§ EXERCISE PROMPT: Update the items starting at the line that has "For this drill the class indicates the wooden fence in" and going through the end of the items. Change "drill" to "exercise" everywhere in that stretch and keep all else the same. Give back only those lines, and leave the pictures out.

§ Records for pointing at objects in photos:
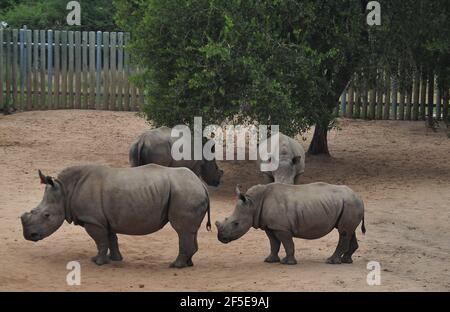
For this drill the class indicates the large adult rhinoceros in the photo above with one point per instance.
(306, 211)
(133, 201)
(290, 159)
(155, 146)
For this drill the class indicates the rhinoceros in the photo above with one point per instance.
(155, 146)
(134, 201)
(308, 211)
(290, 158)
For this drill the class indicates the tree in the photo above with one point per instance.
(51, 14)
(279, 62)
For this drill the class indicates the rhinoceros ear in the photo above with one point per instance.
(46, 179)
(239, 193)
(296, 160)
(42, 177)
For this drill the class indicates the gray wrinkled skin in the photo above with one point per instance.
(155, 147)
(304, 211)
(133, 201)
(291, 160)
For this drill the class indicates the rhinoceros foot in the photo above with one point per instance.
(334, 260)
(272, 259)
(100, 260)
(113, 256)
(179, 264)
(289, 261)
(345, 259)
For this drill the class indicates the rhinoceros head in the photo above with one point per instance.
(239, 222)
(211, 173)
(49, 215)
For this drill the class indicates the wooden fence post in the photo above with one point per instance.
(430, 112)
(98, 74)
(387, 90)
(64, 56)
(15, 50)
(438, 99)
(126, 104)
(57, 66)
(36, 74)
(71, 69)
(120, 70)
(92, 84)
(423, 94)
(113, 71)
(416, 93)
(85, 70)
(77, 69)
(105, 70)
(2, 55)
(50, 69)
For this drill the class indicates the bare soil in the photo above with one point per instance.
(401, 170)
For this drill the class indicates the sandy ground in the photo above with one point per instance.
(401, 170)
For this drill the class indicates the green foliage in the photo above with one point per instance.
(280, 62)
(51, 14)
(272, 62)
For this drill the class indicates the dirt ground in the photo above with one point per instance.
(401, 170)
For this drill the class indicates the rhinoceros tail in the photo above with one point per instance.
(208, 209)
(135, 153)
(208, 223)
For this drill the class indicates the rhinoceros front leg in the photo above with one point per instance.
(187, 248)
(114, 252)
(341, 248)
(100, 236)
(274, 248)
(288, 244)
(347, 257)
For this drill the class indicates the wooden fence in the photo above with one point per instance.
(415, 98)
(45, 69)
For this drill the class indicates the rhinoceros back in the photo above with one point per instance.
(135, 201)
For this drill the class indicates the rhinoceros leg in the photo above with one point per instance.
(274, 248)
(342, 247)
(187, 248)
(288, 244)
(347, 257)
(100, 236)
(114, 252)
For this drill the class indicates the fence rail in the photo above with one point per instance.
(46, 69)
(415, 98)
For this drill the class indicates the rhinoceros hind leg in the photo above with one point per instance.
(187, 248)
(347, 257)
(114, 252)
(286, 239)
(100, 236)
(342, 247)
(274, 248)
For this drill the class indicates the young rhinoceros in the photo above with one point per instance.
(290, 159)
(133, 201)
(305, 211)
(155, 147)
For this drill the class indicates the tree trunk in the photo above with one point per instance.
(319, 143)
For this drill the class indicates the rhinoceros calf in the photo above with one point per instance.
(155, 147)
(290, 158)
(305, 211)
(133, 201)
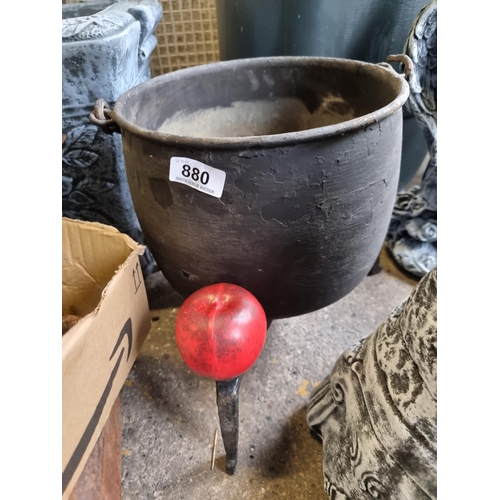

§ OUTPUT FOR THIS TASK:
For this exercise the class indicates the wooden fence in the photo above with one point per instance.
(415, 98)
(45, 69)
For this exercise the class indicates the rhinoceros back in the photo above with one point per instance.
(135, 201)
For this exercise the class indicates the rhinoceros leg in the photo above with one point per instance.
(274, 248)
(342, 247)
(187, 248)
(288, 244)
(347, 257)
(100, 236)
(114, 252)
For this exercise the class indicates the fence rail in the photo above with one point per instance.
(46, 69)
(415, 98)
For this exercise the class indicates the rhinoceros hind leg in the photo above with one point per instance.
(187, 248)
(347, 257)
(114, 252)
(286, 239)
(100, 236)
(342, 247)
(274, 248)
For this exercise the class indicates the young rhinoceros in the photo above with one point per instance.
(290, 159)
(133, 201)
(305, 211)
(155, 147)
For this exercise the class indicates the tree trunk in the photo above with one point per instance.
(319, 143)
For this exercise the class indicates the rhinoceros calf in the photo above with one point per instance.
(155, 147)
(290, 158)
(305, 211)
(133, 201)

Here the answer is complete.